## DATASET EXTRACT
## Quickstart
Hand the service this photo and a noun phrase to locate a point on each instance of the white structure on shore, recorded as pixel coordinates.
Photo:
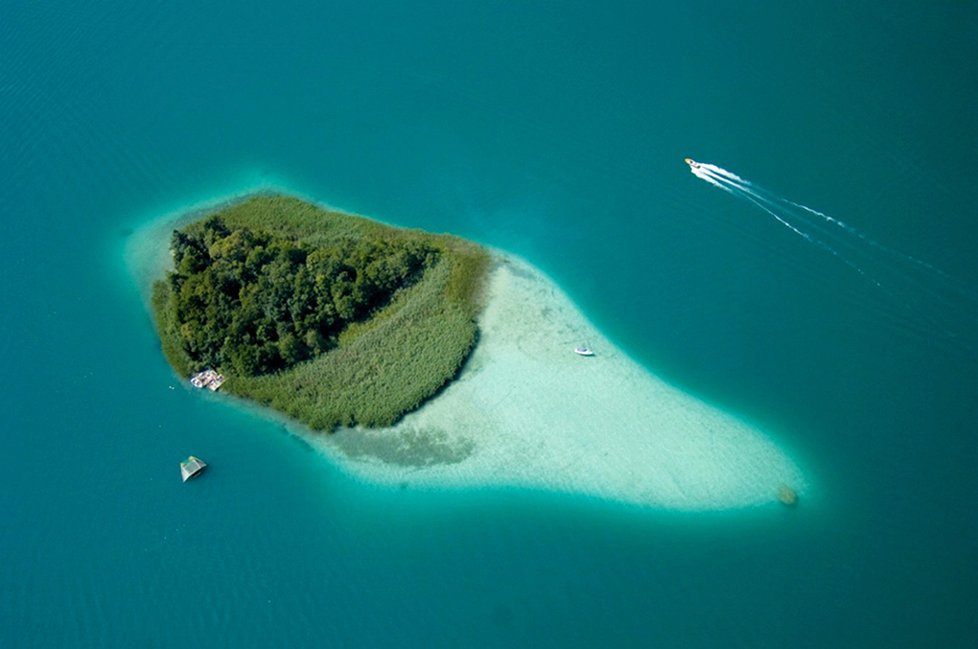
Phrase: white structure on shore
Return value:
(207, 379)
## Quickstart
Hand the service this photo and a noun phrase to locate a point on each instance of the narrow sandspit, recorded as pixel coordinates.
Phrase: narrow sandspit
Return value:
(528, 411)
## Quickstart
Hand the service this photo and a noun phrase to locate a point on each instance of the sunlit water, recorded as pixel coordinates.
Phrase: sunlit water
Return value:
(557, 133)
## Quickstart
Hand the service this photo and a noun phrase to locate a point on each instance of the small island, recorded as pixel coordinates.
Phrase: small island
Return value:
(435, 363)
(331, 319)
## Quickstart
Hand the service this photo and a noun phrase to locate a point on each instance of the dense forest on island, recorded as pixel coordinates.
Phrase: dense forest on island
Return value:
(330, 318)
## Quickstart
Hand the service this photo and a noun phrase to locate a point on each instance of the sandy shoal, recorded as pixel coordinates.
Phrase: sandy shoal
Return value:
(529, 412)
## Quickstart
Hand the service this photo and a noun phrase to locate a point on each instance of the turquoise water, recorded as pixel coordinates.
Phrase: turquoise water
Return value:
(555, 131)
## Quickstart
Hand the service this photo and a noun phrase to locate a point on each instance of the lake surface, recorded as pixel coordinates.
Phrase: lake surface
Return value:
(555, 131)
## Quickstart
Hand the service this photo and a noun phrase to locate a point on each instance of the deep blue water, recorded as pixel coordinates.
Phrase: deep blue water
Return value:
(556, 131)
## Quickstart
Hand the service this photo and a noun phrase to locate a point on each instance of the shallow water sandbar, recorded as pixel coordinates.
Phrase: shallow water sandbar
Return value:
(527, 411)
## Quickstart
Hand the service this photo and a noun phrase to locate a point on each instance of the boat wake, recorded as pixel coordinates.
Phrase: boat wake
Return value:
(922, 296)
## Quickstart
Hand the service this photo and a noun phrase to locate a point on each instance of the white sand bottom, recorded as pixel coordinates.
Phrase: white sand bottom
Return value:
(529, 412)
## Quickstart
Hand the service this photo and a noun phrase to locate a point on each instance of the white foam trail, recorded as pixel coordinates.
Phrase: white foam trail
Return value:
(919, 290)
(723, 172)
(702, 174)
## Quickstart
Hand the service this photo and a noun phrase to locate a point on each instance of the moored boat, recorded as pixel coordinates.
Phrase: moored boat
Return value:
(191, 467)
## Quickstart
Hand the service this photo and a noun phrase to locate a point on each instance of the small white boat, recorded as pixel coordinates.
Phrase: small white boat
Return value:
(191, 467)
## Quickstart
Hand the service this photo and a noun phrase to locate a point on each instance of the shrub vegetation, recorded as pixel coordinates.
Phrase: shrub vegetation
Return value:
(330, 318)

## GOAL OF THE EXERCISE
Restate each entry word for word, leaving out any pictures.

## EXERCISE RESULT
## Quickstart
Hand the service this photo and a noun phrase to locate a point on each instance of the white structure on shore, recorded as pixel coordinates.
Photo:
Phrase: white structure on shore
Return value:
(207, 379)
## Quickstart
Hand the service this photo and a noun phrase to locate a point on each instance of the narrow sandspit, recorded as pixel coordinates.
Phrase: narrow sandspit
Return value:
(528, 411)
## Quickstart
Hand the service this photo and a noun phrase to locate a point on each instance of the sunlit water, recorded as pixel coordinates.
Phrase: sunlit water
Return value:
(557, 133)
## Quickstart
Hand the service this photo and a noun phrase to locate a point on each instance of the small island, recorded as pixel coordinates.
Phrase: small island
Return value:
(435, 363)
(331, 319)
## Quickstart
Hand the service this photo and a noun phrase to locate a point on each instance of the dense forest on island, recorded as pixel coordinates.
Phrase: dense forest on island
Return value:
(330, 318)
## Quickstart
Hand the service this photo and a noun phrase to locate a point on each instance of the sandy shoal, recorded as pixel coordinates.
Phrase: sandy shoal
Return value:
(529, 412)
## Quickstart
Hand the service this photo and a noun phrase to locate a point on each instance of the turquoise water, recorded as pixel coordinates.
Phrase: turquoise water
Return value:
(555, 131)
## Quickstart
Hand the service this photo and a noun phrase to locate a point on each instance of the lake surface, recorded as pixel coordinates.
Phrase: lake surface
Return value:
(555, 131)
## Quickstart
Hand the service this photo and a noun phrase to locate a point on each instance of the deep blue water, recorded as pixel coordinates.
Phrase: deep blue water
Return value:
(556, 131)
## Quickstart
Hand the service this photo and a noun phrase to locate a point on each instance of the shallow water sandbar, recorded as pixel coordinates.
Phrase: shallow water sandbar
Return value:
(527, 411)
## Quickstart
Hand the service this photo and a noun phrase to locate a point on each instance of the boat wake, recorded as pixel coordinates.
Phrase: boat wake
Return value:
(922, 296)
## Quickstart
Hand the service this photo and a noun phrase to locate a point on each instance of the white sand bottom, recorded as pixel coordinates.
Phrase: white sand bottom
Return value:
(529, 412)
## Quickstart
Hand the service this photo and a noun phrase to locate a point on each instance of the white foam trail, recorded as pixel coordinates.
Phrase: white foam trail
Return value:
(919, 290)
(723, 172)
(702, 174)
## Quickstart
Hand the service this photo and a noun phrase to locate a point on each instance of the moored boat, recorded as pixel coordinates.
Phrase: moored boat
Return value:
(191, 467)
## Quickstart
Hand the service this photo and a noun phrase to locate a point on each instance of the small white boat, recorded as pixel coordinates.
Phrase: small white boat
Return value:
(191, 467)
## Quickstart
Hand the service this photo and a noun phrase to locate a point on each instance of the shrub vegetation, recorded as pixel coordinates.
Phrase: shrub vegetation
Return value:
(330, 318)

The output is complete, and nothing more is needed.